→ The input
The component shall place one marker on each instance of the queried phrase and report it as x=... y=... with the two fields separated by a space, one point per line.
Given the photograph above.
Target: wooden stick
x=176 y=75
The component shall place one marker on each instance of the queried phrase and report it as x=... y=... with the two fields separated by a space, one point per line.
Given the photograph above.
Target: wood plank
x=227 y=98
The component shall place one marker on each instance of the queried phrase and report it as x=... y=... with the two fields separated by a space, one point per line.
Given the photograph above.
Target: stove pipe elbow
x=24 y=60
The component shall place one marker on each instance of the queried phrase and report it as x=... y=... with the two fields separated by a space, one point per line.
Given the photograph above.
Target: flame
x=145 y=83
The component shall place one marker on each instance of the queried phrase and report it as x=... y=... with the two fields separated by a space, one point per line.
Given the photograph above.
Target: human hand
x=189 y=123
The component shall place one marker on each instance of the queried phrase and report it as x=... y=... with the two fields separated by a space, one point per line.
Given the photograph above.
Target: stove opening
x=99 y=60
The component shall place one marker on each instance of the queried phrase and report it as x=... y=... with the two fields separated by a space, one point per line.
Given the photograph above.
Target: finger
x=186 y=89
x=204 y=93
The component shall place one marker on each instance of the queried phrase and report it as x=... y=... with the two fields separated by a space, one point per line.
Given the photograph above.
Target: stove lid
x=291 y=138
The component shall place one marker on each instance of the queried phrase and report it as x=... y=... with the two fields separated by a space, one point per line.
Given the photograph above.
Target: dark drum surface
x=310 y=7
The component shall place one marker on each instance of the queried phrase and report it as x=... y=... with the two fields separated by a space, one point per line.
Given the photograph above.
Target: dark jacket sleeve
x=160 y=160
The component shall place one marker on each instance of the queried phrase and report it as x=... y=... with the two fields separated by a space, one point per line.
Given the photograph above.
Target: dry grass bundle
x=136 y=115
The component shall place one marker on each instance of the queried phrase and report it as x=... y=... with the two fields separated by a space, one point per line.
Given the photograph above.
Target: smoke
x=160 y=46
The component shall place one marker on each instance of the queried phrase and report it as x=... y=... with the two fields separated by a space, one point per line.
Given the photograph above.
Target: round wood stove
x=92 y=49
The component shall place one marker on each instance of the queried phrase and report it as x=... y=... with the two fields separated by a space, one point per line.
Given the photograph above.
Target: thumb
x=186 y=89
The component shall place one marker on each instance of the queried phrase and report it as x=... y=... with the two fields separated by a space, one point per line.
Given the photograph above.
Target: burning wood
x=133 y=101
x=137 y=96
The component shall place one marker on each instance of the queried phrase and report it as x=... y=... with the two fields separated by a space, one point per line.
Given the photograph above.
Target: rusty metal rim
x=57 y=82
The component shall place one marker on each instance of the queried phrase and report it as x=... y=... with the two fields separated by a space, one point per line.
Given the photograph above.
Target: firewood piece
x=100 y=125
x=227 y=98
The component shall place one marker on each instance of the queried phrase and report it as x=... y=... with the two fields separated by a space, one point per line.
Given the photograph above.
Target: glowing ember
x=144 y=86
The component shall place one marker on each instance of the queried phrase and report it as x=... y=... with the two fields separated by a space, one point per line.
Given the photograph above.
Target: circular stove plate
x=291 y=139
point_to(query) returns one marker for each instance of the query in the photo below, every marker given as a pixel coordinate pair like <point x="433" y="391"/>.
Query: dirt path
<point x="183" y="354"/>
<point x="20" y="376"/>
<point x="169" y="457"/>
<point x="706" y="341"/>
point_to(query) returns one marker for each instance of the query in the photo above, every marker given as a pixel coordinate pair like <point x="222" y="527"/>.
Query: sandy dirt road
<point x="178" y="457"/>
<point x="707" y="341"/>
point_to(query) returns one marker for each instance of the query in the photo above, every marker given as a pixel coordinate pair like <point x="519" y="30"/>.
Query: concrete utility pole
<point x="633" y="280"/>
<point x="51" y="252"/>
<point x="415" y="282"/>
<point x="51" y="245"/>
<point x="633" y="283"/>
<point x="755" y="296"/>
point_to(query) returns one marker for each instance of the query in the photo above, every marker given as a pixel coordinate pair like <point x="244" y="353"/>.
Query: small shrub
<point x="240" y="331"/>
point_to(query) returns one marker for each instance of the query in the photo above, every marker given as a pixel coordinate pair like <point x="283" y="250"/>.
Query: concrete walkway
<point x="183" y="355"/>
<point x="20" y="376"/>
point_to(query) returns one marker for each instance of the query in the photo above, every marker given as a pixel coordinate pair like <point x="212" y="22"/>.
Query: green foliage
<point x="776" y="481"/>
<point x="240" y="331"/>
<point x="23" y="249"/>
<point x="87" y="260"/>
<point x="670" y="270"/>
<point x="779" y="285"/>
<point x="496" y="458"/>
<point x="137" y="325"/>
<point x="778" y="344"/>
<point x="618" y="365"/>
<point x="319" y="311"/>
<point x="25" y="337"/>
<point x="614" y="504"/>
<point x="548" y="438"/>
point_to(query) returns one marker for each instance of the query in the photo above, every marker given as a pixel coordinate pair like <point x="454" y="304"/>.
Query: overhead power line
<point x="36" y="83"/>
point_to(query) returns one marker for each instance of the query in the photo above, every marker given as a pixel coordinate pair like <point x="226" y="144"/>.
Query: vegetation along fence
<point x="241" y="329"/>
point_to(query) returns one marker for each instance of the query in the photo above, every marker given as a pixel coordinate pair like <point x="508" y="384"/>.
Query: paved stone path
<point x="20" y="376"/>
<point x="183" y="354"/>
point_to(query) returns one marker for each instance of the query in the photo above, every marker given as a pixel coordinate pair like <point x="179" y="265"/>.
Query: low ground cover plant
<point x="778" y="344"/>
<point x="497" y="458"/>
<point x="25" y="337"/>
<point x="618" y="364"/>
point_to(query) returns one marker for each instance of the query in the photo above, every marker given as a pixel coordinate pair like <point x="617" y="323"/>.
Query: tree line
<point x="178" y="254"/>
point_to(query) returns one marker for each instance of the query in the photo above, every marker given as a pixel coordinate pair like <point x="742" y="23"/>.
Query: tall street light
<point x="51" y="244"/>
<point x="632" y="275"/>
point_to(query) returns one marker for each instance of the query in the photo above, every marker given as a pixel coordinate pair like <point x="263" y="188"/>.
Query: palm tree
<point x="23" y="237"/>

...

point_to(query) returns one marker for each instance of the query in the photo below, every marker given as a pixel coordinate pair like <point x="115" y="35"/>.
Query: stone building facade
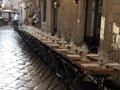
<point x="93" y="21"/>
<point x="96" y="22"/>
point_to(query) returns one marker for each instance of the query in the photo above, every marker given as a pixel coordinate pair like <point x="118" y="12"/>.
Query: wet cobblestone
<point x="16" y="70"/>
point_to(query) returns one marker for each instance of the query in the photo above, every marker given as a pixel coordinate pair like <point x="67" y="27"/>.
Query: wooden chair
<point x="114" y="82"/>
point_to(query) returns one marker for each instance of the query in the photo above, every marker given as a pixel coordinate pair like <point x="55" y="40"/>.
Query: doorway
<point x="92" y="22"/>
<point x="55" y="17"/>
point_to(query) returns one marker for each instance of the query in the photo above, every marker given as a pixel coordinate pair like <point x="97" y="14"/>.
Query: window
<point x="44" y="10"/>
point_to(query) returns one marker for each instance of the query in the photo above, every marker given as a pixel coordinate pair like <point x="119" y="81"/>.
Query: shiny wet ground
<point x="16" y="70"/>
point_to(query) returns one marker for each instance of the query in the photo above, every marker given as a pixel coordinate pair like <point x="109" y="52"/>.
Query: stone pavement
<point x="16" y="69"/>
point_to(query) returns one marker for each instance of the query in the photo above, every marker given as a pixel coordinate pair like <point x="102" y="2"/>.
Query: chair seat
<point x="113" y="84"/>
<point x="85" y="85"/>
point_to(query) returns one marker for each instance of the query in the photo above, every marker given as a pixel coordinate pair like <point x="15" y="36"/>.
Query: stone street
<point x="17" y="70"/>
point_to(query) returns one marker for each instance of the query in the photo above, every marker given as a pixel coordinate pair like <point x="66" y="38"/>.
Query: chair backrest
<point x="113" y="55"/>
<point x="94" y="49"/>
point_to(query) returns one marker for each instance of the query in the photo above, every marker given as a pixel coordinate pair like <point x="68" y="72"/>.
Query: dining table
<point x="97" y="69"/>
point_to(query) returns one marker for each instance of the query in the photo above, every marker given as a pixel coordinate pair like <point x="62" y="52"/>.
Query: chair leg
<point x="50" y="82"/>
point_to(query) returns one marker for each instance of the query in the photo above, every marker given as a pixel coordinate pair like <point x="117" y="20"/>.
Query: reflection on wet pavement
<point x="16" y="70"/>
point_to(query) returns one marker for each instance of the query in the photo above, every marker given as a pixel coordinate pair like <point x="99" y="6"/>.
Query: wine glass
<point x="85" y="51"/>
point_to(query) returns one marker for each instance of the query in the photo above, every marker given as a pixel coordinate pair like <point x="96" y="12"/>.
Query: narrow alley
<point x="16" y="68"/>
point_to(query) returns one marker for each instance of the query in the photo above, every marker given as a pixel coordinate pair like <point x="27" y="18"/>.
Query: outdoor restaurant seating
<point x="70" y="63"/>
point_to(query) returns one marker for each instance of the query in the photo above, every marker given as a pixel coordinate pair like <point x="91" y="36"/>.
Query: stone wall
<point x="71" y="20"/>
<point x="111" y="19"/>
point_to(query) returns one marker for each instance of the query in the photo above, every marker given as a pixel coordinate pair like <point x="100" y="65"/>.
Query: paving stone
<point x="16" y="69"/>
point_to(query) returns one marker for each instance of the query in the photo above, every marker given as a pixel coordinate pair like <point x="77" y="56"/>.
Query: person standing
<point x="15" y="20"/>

→ Directions for this task
Tally every line in the listing above that contains "below", then state only the total.

→ Answer
2